Records for processing Start Marker

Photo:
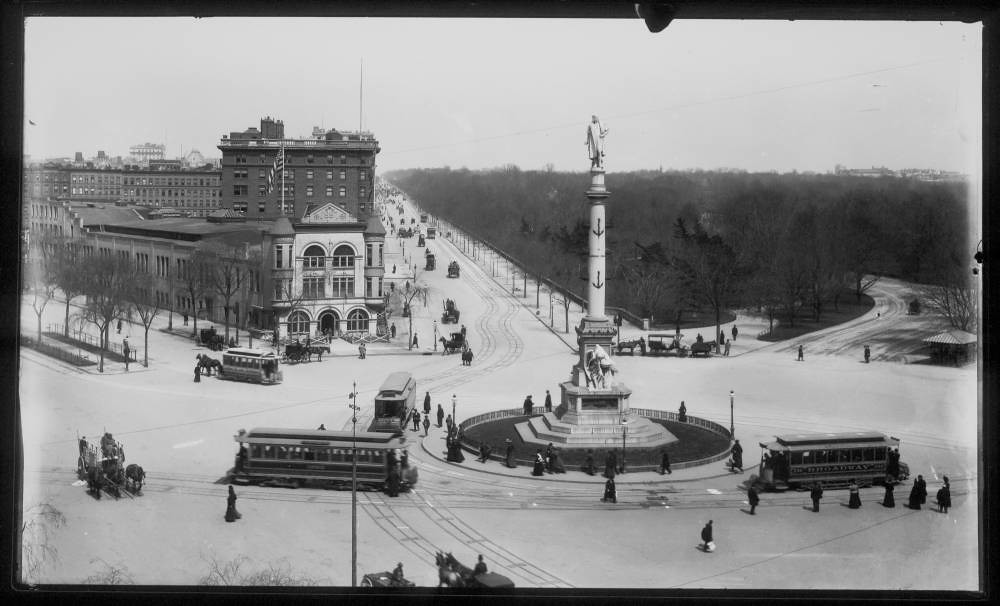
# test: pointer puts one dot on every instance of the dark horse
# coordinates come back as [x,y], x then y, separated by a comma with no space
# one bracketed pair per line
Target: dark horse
[207,364]
[134,477]
[447,575]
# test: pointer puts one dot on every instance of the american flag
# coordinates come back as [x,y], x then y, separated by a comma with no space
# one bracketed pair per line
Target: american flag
[279,165]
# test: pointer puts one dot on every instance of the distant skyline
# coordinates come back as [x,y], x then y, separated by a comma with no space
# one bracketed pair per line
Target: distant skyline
[751,95]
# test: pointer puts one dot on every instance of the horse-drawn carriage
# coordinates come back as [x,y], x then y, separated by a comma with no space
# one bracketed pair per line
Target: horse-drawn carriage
[666,344]
[631,344]
[212,339]
[455,344]
[301,352]
[452,573]
[451,313]
[103,468]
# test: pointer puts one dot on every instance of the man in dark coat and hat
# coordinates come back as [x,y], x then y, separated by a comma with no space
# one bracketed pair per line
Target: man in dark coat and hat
[816,494]
[706,536]
[231,514]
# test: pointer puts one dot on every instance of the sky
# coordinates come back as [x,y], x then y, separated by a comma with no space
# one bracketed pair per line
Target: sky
[483,93]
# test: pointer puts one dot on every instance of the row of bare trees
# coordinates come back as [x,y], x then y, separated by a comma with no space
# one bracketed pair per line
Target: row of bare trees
[118,287]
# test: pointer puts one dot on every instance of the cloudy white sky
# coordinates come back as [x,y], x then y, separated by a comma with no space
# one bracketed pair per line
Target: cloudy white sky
[757,95]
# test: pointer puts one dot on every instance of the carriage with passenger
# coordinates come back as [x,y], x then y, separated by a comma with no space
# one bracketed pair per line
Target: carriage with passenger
[103,467]
[451,313]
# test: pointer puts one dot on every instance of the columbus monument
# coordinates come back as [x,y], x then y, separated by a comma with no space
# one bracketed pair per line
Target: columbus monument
[594,409]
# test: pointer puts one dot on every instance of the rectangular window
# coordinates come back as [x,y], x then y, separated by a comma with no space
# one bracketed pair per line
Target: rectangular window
[343,287]
[313,288]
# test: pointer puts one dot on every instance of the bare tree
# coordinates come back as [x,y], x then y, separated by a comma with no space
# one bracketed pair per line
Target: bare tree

Records for processing End Marker

**Description of the task:** Omit every picture, and please return the entries exactly from the first line through the line with "the distant skyline", both included.

**Worked solution:**
Photo:
# test: pointer puts one dot on every instance of the dark horse
# coordinates come back as [x,y], x then y, separated by a comma with no space
# one bracketed pair per line
Target: dark horse
[207,364]
[134,477]
[447,575]
# test: pointer puts one dot on every instance of the american flag
# coordinates come back as [x,y], x then y, separated by a comma with no space
# one bracketed pair per line
Target: american flag
[279,165]
# test: pointer puts one dot on every instance of the distant skyline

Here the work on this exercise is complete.